GIVEN RECORDS →
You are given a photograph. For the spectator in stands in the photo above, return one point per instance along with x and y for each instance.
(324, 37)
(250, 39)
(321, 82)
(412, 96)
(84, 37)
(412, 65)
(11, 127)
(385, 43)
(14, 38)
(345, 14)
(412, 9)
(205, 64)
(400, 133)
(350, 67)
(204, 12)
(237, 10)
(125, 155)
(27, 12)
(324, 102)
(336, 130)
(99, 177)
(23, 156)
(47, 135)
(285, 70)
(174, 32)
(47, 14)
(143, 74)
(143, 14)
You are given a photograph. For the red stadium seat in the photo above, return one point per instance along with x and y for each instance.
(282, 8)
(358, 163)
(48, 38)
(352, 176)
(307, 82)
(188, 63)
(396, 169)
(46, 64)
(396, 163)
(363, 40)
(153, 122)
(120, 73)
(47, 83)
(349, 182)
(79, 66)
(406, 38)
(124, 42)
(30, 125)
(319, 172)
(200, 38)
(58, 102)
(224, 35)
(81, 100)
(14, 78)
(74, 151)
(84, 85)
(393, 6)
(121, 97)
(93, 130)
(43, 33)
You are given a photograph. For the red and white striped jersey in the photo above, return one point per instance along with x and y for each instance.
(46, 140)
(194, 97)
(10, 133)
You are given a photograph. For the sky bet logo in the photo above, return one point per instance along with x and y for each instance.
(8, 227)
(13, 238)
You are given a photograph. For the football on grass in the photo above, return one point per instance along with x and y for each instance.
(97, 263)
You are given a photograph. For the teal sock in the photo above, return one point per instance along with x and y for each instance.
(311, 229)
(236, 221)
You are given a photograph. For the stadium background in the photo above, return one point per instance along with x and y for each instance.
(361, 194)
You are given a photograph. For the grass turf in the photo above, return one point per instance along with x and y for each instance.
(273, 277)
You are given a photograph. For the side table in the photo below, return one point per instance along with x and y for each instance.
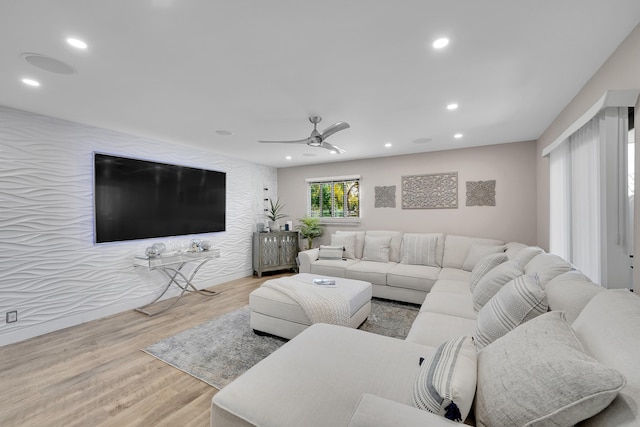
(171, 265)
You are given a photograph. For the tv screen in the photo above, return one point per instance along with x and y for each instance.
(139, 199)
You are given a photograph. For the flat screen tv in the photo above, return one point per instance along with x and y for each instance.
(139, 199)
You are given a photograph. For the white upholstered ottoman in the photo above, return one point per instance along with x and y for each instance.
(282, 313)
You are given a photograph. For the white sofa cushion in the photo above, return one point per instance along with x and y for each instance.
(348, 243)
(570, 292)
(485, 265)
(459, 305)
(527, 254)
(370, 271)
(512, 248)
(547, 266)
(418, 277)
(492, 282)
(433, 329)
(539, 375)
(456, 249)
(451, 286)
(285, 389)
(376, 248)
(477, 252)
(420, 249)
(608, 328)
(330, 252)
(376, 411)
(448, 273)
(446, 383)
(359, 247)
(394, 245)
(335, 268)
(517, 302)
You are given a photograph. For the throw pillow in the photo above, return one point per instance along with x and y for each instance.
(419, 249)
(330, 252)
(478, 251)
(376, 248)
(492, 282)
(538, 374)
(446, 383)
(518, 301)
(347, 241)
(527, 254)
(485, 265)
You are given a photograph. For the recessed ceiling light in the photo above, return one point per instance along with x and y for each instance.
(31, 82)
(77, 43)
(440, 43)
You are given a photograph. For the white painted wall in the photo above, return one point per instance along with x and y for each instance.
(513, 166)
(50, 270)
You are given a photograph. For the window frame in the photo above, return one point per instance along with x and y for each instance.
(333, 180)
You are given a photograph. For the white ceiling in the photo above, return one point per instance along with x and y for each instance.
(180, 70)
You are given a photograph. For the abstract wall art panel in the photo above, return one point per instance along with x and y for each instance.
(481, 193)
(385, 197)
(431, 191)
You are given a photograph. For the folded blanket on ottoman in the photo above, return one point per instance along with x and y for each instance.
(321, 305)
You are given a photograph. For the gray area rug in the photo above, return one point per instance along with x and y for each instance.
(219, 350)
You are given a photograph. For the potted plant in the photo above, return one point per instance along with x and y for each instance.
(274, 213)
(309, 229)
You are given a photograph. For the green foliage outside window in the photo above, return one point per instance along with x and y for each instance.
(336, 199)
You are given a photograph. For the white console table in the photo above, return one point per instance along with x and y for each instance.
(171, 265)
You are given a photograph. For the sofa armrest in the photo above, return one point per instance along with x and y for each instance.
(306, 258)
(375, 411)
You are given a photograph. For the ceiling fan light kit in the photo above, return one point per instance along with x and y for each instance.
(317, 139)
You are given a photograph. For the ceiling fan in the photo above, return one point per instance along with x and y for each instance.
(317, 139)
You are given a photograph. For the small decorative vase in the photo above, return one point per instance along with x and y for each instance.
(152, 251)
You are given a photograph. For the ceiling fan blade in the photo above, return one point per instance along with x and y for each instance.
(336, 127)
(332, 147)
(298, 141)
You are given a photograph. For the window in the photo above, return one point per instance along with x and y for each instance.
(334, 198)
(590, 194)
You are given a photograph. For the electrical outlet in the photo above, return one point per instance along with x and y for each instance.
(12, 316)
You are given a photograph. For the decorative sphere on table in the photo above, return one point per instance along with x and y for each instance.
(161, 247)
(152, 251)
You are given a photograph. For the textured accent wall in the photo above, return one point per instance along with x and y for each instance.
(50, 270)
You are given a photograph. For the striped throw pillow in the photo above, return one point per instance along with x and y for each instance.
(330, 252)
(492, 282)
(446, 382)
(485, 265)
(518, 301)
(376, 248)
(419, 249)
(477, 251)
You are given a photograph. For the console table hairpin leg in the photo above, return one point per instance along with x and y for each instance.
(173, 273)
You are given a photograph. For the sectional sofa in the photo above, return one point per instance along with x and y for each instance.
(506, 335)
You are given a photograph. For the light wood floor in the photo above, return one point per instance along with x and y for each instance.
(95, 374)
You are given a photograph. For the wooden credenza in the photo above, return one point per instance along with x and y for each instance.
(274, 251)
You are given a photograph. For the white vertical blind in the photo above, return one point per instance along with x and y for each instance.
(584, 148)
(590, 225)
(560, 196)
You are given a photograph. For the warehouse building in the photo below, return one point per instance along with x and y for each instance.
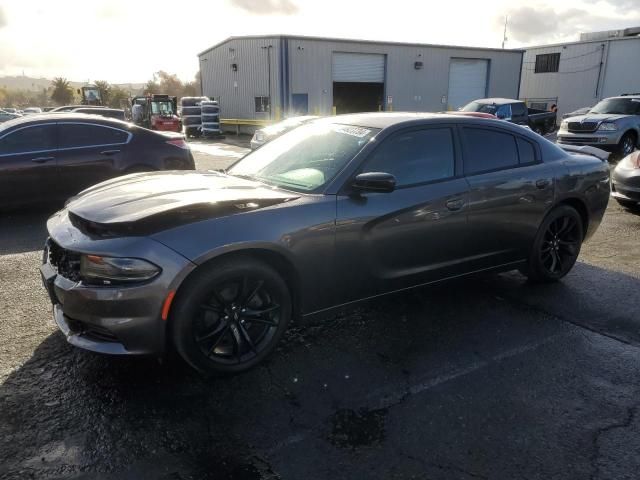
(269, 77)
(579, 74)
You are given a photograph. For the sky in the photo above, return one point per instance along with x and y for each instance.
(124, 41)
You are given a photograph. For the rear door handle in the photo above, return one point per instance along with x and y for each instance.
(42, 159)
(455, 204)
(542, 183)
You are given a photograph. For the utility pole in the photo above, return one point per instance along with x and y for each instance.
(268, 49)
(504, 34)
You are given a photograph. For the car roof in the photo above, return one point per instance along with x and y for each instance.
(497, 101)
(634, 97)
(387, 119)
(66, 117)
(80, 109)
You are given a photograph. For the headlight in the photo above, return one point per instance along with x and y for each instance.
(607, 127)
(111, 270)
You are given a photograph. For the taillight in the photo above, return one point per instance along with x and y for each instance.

TASK INSTRUCTIONS → Copy out every line of the material above precisely, omitting the pictures.

SOLUTION TO THIS TASK →
You are given a photograph. For the spectator in stands in the photo above, return one point per instance along with x and y for each instance.
(324, 37)
(250, 39)
(321, 82)
(412, 96)
(84, 37)
(412, 65)
(11, 127)
(385, 43)
(14, 38)
(345, 14)
(412, 9)
(205, 64)
(400, 133)
(350, 67)
(204, 12)
(237, 10)
(125, 155)
(27, 12)
(324, 102)
(336, 130)
(99, 177)
(23, 156)
(47, 135)
(285, 70)
(174, 32)
(47, 14)
(143, 74)
(143, 14)
You are given a photograph. For the red stadium seat in the photo above, return one point per instance along with x and y for each instance.
(282, 8)
(358, 163)
(48, 38)
(352, 176)
(307, 82)
(188, 63)
(396, 169)
(46, 64)
(396, 163)
(363, 40)
(153, 122)
(120, 73)
(47, 83)
(349, 182)
(79, 66)
(406, 38)
(124, 42)
(30, 125)
(319, 172)
(200, 38)
(58, 102)
(224, 35)
(81, 100)
(14, 78)
(74, 151)
(84, 85)
(393, 6)
(121, 97)
(93, 130)
(43, 33)
You are given a photograph. For the red and white striped jersey in the photo above, return one point per instance along with x and y for each instance.
(46, 140)
(194, 97)
(10, 133)
You are given a photograph. For the sky bet logo in the photo above, return one point per instance along with x and y for each instance.
(8, 227)
(13, 238)
You are given a photograph. For the football on grass in the photo above, return one point per instance along with x and y for each instance.
(97, 263)
You are given a photograph. For the teal sock in the photo above, return one point per instance along with x and y for each instance.
(311, 229)
(236, 221)
You are given a photograph. For the stadium background in the photo above, return one point per instance along with x and y for each instance.
(361, 194)
You are given a photograph. For the grass turf in the photo above, return one point per instance along with x and y for each instance.
(273, 277)
You are given a photograph. For the side table in the photo below, return one point per instance along with x and y for each instance.
(171, 265)
You are given a photograph. For the tv screen in the photo above, return one point per instance along with x and y for each instance.
(139, 199)
You are given a photograph. For the flat screen tv in the photo above, return one point per instance along with x and y for each instance.
(139, 199)
You are given a photograph. For the white upholstered ottoman in the photo above, return one point per instance along with x and y for each instance.
(282, 313)
You are given a photograph. For the white sofa cushion in the photo above, return one point per instance along with x and y for each instance.
(348, 243)
(570, 292)
(485, 265)
(459, 305)
(527, 254)
(370, 271)
(512, 248)
(547, 266)
(418, 277)
(492, 282)
(433, 329)
(539, 375)
(456, 249)
(451, 286)
(285, 389)
(376, 248)
(477, 252)
(420, 249)
(608, 328)
(330, 252)
(376, 411)
(448, 273)
(446, 383)
(359, 247)
(394, 245)
(335, 268)
(517, 302)
You are given a photograph. For the throw pillow in the photo above, return one point per instance along with x and y for each instance.
(419, 249)
(330, 252)
(478, 251)
(376, 248)
(492, 282)
(538, 374)
(446, 383)
(518, 301)
(347, 241)
(527, 254)
(485, 265)
You are given a photograph. For the recessed ceiling light in the photo above, return one point per instance along with x and y for each instance.
(31, 82)
(77, 43)
(440, 43)
You are given a photograph. For the white painted wall in the photo above, return one point per instance along with x and y for each instance.
(513, 166)
(50, 270)
You are given a photograph. For the window frame in the photo above, return one point per instance along with x and y for each instance.
(333, 180)
You are given a photograph. For the white ceiling in the photo above, return one point per instance along with x and y for each instance.
(180, 70)
You are given a photograph. For the abstract wall art panel in the photo above, return one point per instance along with x and y for each instance.
(481, 193)
(385, 197)
(431, 191)
You are given a photograph. For the folded blanket on ottoman in the photo above, return one point per instance along with x and y for each instance.
(321, 305)
You are given a photograph. For the gray area rug in the photo above, return one point per instance along with x and y for each instance.
(219, 350)
You are given a photograph. For the potted plant in the photo above, return one point per instance along with x and y for each instance.
(274, 213)
(309, 229)
You are given a photograph. For the green foliage outside window in the photo above, return one point per instance along with x and y for each instance.
(336, 199)
You are given a photograph. For the white console table in the photo above, return one point per instance along with x and y for each instance.
(171, 265)
You are given a photograph. For the sofa armrest in the photo above, return one point per instance along with x and y for each instance.
(306, 258)
(375, 411)
You are given a photograph. For the ceiling fan light kit in the photo above, return one point per instance along with x and y for each instance.
(317, 139)
You are given a photograph. For the ceiling fan in the photo above, return one point per instance along with x and y for each instance.
(317, 139)
You are given a photograph. For the small decorative vase in the photo above, return one point per instance along with x and y for each instance.
(152, 251)
You are given a photograph. For the ceiling fan blade in the photo above, return one point per instance along with x and y for each instance.
(336, 127)
(332, 147)
(298, 141)
You are given a photograph. For the window in the photo above, return one point per instance along with x and y for each instance.
(334, 198)
(590, 194)
You are given a photograph. For the electrical outlet in the photo above, return one point per instance along with x and y for each instance.
(12, 316)
You are given a photograph. For the decorative sphere on table in the photo above, return one point per instance along with x and y for each instance.
(161, 247)
(152, 251)
You are given a photograph. For the textured accent wall in the photo above, return one point per instance along with x and y for each instance.
(50, 270)
You are given a photograph. For the striped throw pillow in the photo above, return one point per instance along with x and y for each instance.
(330, 252)
(492, 282)
(446, 382)
(485, 265)
(518, 301)
(376, 248)
(419, 249)
(477, 251)
You are given a photograph. For the console table hairpin leg in the photo above, return one point per instance along with x and y for each instance.
(173, 273)
You are given a photograph. For the sectional sofa in the photo above, return one point per instance along with x and y for each instance.
(506, 335)
You are given a photograph. For the light wood floor in the photo above, return one point per instance along with x and y for each instance.
(95, 374)
You are given a photograph. For the wooden credenza in the photo above, return one point per instance along with x and y for each instance.
(274, 251)
You are given a photograph. For the white vertical blind in the photo above, return one point per instance along with x and y for each instance.
(584, 148)
(590, 225)
(560, 196)
You are given a photograph. For the warehouse building in the photo below, return one point per instance along with x and y for each instance.
(269, 77)
(579, 74)
You are given a photograph. For the sky in the photo above, return one point per instance along with x and y for each instance.
(124, 41)
You are given a photograph. For the rear door handle in the photo above, return one point per instance along with x and y for each instance.
(42, 159)
(455, 204)
(542, 183)
You are given a photograph. For the utility pole in the photo above, return one point per instance along with x and y for each instance.
(268, 49)
(504, 34)
You are given a photograph. For the car roof in the photo above, return one point per instance along with x and y for each instance.
(497, 101)
(634, 97)
(387, 119)
(66, 117)
(80, 109)
You are given a photograph. For the headlight in the photo above, return one point per instance along with x and y for each instance.
(607, 127)
(111, 270)
You are given a photograph. For the taillight in the photo above, return one point per instance along with x and y for each instance.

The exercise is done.